Supplied passage>
::::

# Black Garlic



## BGKYSmoker (Apr 27, 2021)

I gotta make this.
I have the proofer, you could prob use a larger digital crokpot

Black garlic has a soft, slightly sticky, intensely sweet, and savory flavor which is quite different from normal fresh garlic. The Folding Proofer & Slow Cooker provides an ideal environment for making black garlic.
Yield: Varies with pot size.
Timing: 15 minutes set up and 3-4 weeks in the Folding Proofer & Slow Cooker. Ingredients: Garlic bulbs.
Equipment: Brød and Taylor Folding Proofer & Slow Cooker, metal pot with snug lid.

Determine how many bulbs will fit into your metal pot. The pot should be paired with its original fitted lid or one that is snug. The Proofer will easily hold a 6-quart stock pot. As the garlic ages in the Proofer, there is a noticeable aroma of garlic emitted. One solution for reducing the garlic smell is to wrap the entire pot and lid tightly with heavy aluminum foil before placing it in the Proofer. Just make sure the bottom of the pot fully contacts the aluminum heating plate in the Proofer.

Preparing Garlic Bulbs.
If necessary, clip any long roots off the bulb. If the stalk on the bulb is long, trim it to about 1⁄2 inch. If the outer papery skin of the bulb has soil or debris, remove just enough to expose clean skin.

Note: Trying to clean the garlic bulbs after you have made black garlic is difficult because each interior clove will become very soft and they can be smashed with handling. Garlic purchased in most grocery stores is ready to wrap with foil. Select fresh and firm bulbs for best results.
Wrapping in Foil. Cover each bulb with a generous sheet of aluminum foil. Press the foil tightly against the bulb to ensure it is completely wrapped with no exposed surfaces. If there is a tear in the foil, use another piece to cover the tear. This will prevent the bulb from drying out and allow it to retain its natural moisture.

Wrapping in Foil.
Cover each bulb with a generous sheet of aluminum foil. Press the foil tightly against the bulb to ensure it is completely wrapped with no exposed surfaces. If there is a tear in the foil, use another piece to cover the tear. This will prevent the bulb from drying out and allow it to retain its natural moisture.
Transferring to Pot. Place all the bulbs wrapped in foil inside the pot and place the lid on the pot.

Preparing the Proofer.
Set the Proofer on a surface which will tolerate about 140 °F / 60 °C temperatures. Natural wood surfaces such as butcher block can expand and contract with fluctuations in heat. Marble, granite, ceramic tile, concrete, or plastic composite (such as Formica) countertops work well. Remove the water tray and wire rack from the bottom of the Proofer. Place the lidded pot containing the bulbs directly in the center of the Proofer and on the metal surface in the base of the Proofer. Close the lid of the Proofer. Select Slow Cook Mode, using no rack or water tray. Set the Proofer to 140 °F / 60 °C and allow it to remain on for 3-4 weeks.

::::

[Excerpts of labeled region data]
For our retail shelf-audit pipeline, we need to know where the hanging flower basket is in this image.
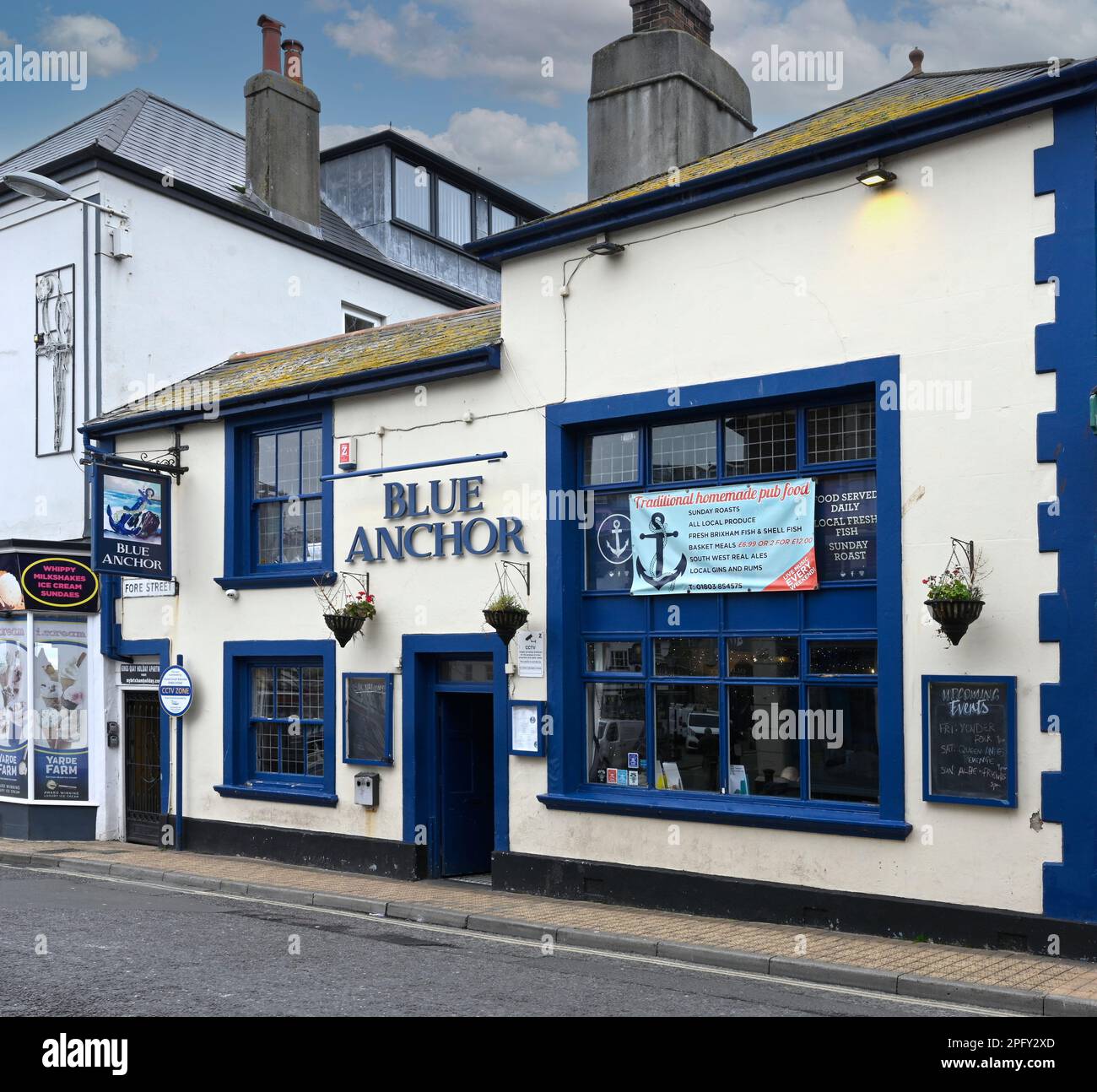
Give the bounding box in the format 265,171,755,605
316,573,377,649
926,599,983,644
484,592,530,644
484,609,530,644
921,539,990,644
324,614,365,649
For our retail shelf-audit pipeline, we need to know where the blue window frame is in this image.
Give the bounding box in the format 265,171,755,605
343,672,392,766
541,358,910,837
215,641,337,807
217,406,335,587
579,391,878,806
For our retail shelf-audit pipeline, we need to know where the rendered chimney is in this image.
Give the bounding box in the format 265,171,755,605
587,0,754,198
629,0,712,45
244,15,321,234
282,39,305,84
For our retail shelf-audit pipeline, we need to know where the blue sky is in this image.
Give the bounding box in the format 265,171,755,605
0,0,1097,208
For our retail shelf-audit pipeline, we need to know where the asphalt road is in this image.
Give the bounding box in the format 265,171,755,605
0,866,977,1016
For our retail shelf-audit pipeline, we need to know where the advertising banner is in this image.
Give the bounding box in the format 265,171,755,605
33,619,89,800
629,478,819,595
815,470,877,581
0,620,30,800
91,467,171,581
0,549,99,614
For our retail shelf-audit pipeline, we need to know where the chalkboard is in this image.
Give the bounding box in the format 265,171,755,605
921,675,1017,808
343,675,392,765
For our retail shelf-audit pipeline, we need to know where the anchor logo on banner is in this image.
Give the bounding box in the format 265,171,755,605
598,512,632,565
636,511,688,591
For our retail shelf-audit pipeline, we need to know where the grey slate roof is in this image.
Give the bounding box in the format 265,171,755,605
0,89,484,299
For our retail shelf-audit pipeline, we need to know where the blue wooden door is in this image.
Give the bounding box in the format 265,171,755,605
438,694,494,876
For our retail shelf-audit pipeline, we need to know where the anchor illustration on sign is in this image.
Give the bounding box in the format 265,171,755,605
636,511,687,591
598,516,632,562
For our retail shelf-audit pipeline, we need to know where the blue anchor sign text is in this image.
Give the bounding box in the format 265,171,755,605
347,475,527,564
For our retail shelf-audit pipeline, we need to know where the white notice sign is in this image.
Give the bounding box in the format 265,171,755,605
515,630,545,678
511,704,541,755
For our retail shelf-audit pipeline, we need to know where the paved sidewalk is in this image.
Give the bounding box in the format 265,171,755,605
0,839,1097,1016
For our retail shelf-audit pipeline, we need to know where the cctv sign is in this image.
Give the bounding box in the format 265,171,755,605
158,665,194,716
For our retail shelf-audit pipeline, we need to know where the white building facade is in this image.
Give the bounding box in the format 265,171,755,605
0,19,535,837
81,44,1097,956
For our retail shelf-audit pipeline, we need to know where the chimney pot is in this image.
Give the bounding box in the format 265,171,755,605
629,0,712,45
256,15,285,73
282,39,305,84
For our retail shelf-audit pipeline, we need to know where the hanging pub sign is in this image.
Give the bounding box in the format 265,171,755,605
629,478,819,595
91,465,171,581
0,550,99,614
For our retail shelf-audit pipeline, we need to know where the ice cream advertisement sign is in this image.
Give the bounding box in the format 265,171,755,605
0,619,29,800
30,620,88,800
629,478,819,595
91,467,171,580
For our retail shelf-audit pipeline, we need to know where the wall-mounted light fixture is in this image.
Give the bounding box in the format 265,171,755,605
0,170,129,219
0,170,132,258
857,159,899,187
587,235,624,258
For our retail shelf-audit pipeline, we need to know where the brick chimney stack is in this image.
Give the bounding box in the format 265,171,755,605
258,15,285,73
282,39,305,84
244,15,321,234
587,0,754,198
629,0,712,45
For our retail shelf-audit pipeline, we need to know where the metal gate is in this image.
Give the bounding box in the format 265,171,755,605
125,690,164,845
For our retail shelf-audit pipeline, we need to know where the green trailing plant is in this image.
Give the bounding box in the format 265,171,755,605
921,550,986,603
484,592,526,610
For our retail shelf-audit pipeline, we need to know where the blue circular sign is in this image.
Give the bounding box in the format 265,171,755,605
159,664,194,716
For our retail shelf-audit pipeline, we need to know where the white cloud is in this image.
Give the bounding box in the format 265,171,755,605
41,15,156,76
706,0,1097,128
321,106,579,187
325,0,1097,127
325,0,631,105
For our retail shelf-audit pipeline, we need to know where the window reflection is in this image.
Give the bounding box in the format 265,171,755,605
727,686,801,799
587,641,642,672
655,683,720,792
727,636,800,678
651,636,720,675
587,683,647,788
808,686,880,803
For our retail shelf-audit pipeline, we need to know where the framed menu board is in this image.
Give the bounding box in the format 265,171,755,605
343,673,392,766
921,675,1017,808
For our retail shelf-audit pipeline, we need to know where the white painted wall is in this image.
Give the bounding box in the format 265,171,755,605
502,114,1061,912
0,165,480,837
116,114,1061,912
92,179,449,412
0,198,95,540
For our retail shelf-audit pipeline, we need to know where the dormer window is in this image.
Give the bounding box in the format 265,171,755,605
394,159,435,231
392,154,518,247
490,205,518,235
438,179,473,247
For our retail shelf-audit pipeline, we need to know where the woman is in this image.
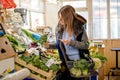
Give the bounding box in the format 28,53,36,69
55,5,89,80
55,5,89,80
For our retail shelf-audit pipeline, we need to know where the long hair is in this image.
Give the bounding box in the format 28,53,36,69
58,5,86,36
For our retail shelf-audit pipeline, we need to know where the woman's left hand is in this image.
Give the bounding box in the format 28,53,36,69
61,39,70,45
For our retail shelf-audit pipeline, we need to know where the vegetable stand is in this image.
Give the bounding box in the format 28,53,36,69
15,57,57,80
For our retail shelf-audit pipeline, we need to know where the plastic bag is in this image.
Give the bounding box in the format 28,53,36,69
0,0,16,9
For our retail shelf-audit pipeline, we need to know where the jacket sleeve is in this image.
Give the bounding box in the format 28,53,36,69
69,29,89,49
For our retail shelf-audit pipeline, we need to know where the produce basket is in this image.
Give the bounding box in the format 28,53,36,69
66,59,94,78
15,57,59,80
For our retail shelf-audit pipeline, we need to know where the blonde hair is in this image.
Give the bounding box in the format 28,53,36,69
58,5,86,36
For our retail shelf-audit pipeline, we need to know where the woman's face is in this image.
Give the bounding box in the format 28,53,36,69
58,14,65,25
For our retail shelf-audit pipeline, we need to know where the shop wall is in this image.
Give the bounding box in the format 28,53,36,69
45,3,59,33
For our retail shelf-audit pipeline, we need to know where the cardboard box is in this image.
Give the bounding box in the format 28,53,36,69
0,37,15,60
0,57,14,75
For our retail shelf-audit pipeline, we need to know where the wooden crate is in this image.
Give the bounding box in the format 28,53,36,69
15,57,54,80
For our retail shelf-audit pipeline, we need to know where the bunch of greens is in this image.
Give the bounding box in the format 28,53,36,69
20,55,60,72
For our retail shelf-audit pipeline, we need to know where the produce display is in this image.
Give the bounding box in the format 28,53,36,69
5,29,107,77
70,59,92,77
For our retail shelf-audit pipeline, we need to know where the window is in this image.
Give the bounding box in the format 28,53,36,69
92,0,108,39
92,0,120,39
110,0,120,38
63,0,86,8
15,0,44,29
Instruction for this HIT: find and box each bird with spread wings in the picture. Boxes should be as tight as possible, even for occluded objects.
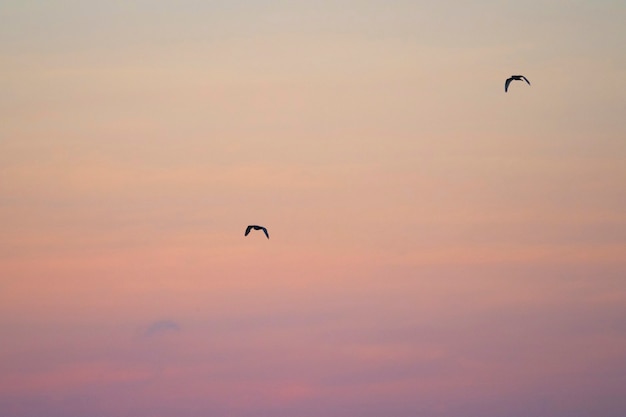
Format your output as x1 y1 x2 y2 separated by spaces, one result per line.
244 224 270 239
504 75 530 93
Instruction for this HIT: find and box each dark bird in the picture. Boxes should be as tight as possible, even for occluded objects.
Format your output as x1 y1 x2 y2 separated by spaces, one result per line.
244 224 270 239
504 75 530 93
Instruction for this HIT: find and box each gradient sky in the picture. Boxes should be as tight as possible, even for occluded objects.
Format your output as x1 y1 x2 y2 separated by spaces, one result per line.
0 0 626 417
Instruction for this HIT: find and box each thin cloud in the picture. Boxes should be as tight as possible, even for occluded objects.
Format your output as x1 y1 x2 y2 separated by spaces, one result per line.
143 320 181 337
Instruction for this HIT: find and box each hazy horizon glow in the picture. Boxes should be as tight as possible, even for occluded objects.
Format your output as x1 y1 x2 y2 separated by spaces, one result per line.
0 0 626 417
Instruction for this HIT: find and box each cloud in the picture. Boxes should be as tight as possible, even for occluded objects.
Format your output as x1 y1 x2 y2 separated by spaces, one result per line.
143 320 181 337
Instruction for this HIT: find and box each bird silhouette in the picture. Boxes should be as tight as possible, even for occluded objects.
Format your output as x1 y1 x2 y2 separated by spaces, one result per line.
244 224 270 239
504 75 530 93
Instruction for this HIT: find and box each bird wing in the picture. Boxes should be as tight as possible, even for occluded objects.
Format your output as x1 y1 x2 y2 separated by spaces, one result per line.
504 78 513 93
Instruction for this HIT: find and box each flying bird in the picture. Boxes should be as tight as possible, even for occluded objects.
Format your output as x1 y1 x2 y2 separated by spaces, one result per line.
504 75 530 93
244 224 270 239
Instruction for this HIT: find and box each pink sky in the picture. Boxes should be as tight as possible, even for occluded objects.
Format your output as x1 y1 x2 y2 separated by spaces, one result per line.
0 0 626 417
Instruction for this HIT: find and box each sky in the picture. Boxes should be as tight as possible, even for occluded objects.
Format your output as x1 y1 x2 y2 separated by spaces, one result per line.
0 0 626 417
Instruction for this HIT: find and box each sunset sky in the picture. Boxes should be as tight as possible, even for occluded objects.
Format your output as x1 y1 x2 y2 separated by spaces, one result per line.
0 0 626 417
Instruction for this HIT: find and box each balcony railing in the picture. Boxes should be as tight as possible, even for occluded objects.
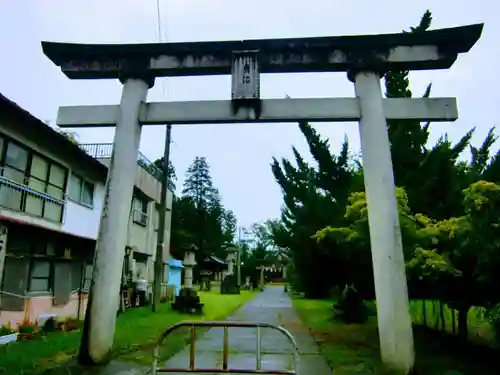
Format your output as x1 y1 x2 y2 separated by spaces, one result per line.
0 176 65 223
79 143 162 181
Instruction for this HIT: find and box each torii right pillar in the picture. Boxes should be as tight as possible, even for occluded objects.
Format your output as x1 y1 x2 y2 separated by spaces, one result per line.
348 68 415 374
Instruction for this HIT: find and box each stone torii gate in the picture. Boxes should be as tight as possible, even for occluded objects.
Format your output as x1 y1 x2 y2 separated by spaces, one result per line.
42 24 483 373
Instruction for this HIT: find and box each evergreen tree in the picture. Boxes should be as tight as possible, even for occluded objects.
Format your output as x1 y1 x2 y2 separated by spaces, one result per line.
182 156 218 209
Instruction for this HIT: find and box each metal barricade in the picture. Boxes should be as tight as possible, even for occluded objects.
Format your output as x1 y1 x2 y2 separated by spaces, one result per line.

::::

Objectives>
**A)** According to the black garlic post, which countertop materials work well under the Proofer? List them all.
**B)** In the black garlic post, how short should a long stalk on a garlic bulb be trimmed?

Full answers>
**A)**
- Marble
- Granite
- Ceramic tile
- Concrete
- Plastic composite (such as Formica)

**B)** To about 1⁄2 inch.